● **OBJECTIVE**
List every line below that contains the string "roof".

● **MATERIAL**
^^^^^^^^^^^^^^^^

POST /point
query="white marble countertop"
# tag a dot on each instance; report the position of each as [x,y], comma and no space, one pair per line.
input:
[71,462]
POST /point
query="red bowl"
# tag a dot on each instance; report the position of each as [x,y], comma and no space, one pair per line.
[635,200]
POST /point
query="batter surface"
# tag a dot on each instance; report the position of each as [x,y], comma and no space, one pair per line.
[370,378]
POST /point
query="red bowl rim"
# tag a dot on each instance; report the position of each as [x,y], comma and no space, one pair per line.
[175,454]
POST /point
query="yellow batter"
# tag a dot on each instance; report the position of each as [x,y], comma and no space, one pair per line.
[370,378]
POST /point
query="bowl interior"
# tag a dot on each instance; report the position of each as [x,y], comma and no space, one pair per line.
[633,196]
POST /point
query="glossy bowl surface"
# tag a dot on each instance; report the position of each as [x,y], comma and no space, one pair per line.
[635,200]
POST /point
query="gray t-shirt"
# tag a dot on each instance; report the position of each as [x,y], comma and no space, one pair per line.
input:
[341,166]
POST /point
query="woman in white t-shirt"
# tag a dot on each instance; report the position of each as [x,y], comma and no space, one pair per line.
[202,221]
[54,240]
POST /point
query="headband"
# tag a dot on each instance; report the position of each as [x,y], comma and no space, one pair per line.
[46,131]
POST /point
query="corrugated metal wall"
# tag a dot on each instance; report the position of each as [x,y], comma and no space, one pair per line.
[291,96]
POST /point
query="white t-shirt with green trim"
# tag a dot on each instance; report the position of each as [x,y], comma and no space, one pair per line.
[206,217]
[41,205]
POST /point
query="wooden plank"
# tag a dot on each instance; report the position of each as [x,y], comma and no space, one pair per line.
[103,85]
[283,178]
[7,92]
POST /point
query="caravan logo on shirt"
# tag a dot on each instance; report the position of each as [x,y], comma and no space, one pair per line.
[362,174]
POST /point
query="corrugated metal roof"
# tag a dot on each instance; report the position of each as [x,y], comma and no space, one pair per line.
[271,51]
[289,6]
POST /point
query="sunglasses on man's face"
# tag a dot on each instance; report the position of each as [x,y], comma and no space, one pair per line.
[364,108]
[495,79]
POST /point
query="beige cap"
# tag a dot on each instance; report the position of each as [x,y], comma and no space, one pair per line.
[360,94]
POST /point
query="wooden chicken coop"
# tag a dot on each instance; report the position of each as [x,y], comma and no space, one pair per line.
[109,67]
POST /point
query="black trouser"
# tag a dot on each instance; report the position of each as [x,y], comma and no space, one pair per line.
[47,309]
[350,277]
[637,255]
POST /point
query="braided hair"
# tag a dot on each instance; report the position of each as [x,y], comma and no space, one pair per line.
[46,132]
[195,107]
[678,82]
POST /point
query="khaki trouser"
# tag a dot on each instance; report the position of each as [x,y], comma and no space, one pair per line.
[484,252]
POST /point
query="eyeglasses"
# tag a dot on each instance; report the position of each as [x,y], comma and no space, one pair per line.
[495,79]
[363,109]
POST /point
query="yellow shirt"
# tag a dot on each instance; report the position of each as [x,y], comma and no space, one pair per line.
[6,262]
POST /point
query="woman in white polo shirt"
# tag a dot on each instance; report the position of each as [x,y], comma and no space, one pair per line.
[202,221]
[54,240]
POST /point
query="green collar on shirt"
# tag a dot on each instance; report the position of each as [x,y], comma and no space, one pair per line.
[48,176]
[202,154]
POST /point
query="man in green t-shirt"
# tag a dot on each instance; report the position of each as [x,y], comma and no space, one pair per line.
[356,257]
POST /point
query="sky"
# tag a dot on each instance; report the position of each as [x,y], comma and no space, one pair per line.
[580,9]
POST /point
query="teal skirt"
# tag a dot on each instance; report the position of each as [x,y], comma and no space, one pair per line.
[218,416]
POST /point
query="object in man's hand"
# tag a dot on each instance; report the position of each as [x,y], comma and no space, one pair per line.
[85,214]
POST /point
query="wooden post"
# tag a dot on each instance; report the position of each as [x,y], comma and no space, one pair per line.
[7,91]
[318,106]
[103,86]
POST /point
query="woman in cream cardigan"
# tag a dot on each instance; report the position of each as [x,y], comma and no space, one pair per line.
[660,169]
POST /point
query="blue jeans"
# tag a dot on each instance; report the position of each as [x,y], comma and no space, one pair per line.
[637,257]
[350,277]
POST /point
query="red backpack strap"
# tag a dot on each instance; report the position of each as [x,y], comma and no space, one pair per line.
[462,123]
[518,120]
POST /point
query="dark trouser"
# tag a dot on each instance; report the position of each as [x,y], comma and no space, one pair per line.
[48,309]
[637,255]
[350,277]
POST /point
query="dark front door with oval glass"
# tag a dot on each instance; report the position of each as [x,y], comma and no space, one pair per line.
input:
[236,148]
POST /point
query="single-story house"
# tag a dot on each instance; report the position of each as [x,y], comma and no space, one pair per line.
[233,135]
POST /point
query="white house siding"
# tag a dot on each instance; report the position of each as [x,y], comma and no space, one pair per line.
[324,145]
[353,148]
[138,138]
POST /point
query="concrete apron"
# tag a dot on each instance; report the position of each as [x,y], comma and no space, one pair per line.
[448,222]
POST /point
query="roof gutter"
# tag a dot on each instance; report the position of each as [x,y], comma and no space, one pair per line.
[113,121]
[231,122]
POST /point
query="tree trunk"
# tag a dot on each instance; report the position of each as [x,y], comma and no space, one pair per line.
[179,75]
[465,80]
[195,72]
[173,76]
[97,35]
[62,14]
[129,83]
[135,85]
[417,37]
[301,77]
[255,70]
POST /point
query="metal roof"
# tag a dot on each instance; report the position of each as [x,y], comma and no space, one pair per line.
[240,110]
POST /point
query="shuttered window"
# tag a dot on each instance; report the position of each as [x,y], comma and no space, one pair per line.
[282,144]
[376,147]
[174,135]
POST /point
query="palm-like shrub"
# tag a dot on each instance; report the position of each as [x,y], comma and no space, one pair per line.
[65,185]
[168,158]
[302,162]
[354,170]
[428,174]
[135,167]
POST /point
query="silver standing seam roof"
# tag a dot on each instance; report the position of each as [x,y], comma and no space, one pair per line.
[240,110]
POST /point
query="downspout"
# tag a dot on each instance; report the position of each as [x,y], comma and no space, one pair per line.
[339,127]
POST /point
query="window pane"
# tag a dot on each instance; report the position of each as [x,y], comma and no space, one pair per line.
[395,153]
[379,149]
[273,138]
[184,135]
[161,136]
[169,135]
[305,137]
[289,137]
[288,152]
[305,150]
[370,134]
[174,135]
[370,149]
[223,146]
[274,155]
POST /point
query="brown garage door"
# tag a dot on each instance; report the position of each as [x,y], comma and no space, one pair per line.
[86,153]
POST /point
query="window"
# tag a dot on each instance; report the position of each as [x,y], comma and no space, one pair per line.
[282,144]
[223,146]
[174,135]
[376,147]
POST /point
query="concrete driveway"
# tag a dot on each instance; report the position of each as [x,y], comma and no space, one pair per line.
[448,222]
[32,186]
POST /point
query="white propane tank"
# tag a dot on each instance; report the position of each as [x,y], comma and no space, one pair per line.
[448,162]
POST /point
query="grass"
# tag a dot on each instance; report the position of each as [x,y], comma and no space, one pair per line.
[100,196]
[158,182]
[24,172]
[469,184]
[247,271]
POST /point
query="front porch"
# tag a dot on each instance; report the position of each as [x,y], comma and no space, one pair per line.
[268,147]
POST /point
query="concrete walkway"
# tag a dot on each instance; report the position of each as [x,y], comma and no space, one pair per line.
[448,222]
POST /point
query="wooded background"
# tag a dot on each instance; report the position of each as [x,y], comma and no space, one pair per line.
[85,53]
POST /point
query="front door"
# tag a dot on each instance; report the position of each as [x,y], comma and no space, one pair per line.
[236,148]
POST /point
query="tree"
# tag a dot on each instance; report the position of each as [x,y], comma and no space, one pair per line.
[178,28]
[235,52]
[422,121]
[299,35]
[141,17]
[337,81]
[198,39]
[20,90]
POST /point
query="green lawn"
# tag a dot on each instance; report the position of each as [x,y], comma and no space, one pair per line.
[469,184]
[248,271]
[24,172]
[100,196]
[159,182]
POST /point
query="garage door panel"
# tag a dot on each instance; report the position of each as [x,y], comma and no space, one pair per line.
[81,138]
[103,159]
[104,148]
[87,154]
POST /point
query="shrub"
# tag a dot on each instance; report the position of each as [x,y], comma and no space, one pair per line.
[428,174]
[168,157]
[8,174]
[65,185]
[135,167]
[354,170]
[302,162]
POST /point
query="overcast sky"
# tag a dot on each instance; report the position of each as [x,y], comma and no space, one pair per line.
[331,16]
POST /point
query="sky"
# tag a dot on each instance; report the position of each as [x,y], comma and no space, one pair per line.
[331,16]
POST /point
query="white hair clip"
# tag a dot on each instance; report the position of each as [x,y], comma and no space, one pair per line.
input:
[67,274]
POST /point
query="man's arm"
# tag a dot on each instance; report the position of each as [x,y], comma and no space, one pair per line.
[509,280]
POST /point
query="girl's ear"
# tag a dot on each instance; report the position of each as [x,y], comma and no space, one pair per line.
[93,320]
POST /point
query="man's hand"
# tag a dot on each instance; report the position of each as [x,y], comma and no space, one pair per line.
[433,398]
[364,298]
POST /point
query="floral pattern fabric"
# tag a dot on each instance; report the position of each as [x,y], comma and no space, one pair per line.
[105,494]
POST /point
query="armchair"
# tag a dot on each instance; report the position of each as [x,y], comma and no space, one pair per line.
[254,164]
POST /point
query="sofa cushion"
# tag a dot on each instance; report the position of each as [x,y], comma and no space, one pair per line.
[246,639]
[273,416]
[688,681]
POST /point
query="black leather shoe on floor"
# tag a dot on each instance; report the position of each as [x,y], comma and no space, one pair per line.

^^^^^^^^^^^^^^^^

● **REPLY TO THE TASK**
query="corrugated metal roof"
query="roof gutter"
query="metal roof"
query="silver standing seam roof"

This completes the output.